Set exercise »
Extract the complete data exactly as given.
* * *
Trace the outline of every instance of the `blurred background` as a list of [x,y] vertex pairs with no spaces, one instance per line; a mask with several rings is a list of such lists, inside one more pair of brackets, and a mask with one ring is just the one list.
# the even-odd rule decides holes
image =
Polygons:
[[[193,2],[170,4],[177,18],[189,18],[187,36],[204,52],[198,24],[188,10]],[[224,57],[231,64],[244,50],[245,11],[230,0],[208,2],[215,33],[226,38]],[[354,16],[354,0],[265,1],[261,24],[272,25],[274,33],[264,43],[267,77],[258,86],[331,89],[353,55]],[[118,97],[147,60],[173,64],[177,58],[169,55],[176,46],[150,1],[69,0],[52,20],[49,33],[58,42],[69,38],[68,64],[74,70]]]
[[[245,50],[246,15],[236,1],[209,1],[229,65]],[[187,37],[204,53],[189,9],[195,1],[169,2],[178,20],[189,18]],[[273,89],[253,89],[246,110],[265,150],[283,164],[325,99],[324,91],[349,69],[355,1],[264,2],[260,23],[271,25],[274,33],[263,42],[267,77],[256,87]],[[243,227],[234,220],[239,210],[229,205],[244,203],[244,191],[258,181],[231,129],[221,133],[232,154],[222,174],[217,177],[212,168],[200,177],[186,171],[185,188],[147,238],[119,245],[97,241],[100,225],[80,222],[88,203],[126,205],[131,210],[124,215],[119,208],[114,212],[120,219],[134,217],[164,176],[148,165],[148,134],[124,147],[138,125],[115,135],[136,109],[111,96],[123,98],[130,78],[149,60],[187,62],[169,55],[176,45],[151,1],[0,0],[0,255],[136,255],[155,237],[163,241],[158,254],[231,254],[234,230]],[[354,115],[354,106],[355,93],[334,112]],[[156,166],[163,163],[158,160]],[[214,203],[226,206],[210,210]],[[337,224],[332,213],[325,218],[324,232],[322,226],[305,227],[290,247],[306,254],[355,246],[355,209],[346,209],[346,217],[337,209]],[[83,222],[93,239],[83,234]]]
* * *
Result of this task »
Trace the outline of every instance of the `blurred background` as a list of [x,y] vertex pairs with no spaces, one instance per line; a mask with several rings is a list of such lists, inside one more pair of brackets, and a mask with one ring is just the one list.
# the even-odd rule decides holes
image =
Polygons:
[[[193,2],[170,4],[177,18],[189,18],[187,36],[204,52],[198,24],[188,10]],[[224,57],[231,64],[244,50],[245,11],[230,0],[208,2],[215,33],[226,38]],[[354,16],[354,0],[265,1],[261,24],[272,25],[274,33],[264,43],[267,77],[258,86],[331,89],[353,55]],[[118,97],[147,60],[173,64],[177,58],[169,55],[176,46],[150,1],[69,0],[52,20],[49,33],[58,42],[69,38],[68,64],[74,70]]]
[[[245,50],[246,15],[236,1],[209,1],[229,65]],[[187,37],[204,53],[189,9],[195,1],[169,2],[178,20],[189,18]],[[273,89],[253,89],[246,110],[265,150],[283,164],[325,99],[324,91],[349,69],[355,1],[264,2],[260,23],[271,25],[274,33],[263,42],[267,77],[256,87]],[[243,227],[234,220],[239,210],[229,205],[244,203],[244,191],[258,181],[231,129],[221,133],[232,154],[222,174],[217,177],[212,168],[200,177],[186,171],[185,188],[147,238],[119,245],[97,241],[100,225],[80,222],[88,203],[126,205],[131,210],[124,215],[119,208],[114,212],[120,219],[134,217],[164,176],[148,165],[148,134],[124,147],[138,125],[115,135],[136,109],[111,96],[123,98],[130,78],[149,60],[187,62],[169,55],[176,45],[151,1],[0,0],[0,255],[136,255],[155,237],[163,241],[158,254],[231,254],[234,230]],[[354,115],[354,106],[355,93],[334,112]],[[156,166],[163,163],[158,160]],[[214,203],[226,206],[210,210]],[[337,224],[332,213],[325,218],[324,232],[322,226],[305,227],[290,247],[306,254],[355,246],[355,209],[346,209],[346,217],[337,209]],[[83,222],[93,239],[83,234]]]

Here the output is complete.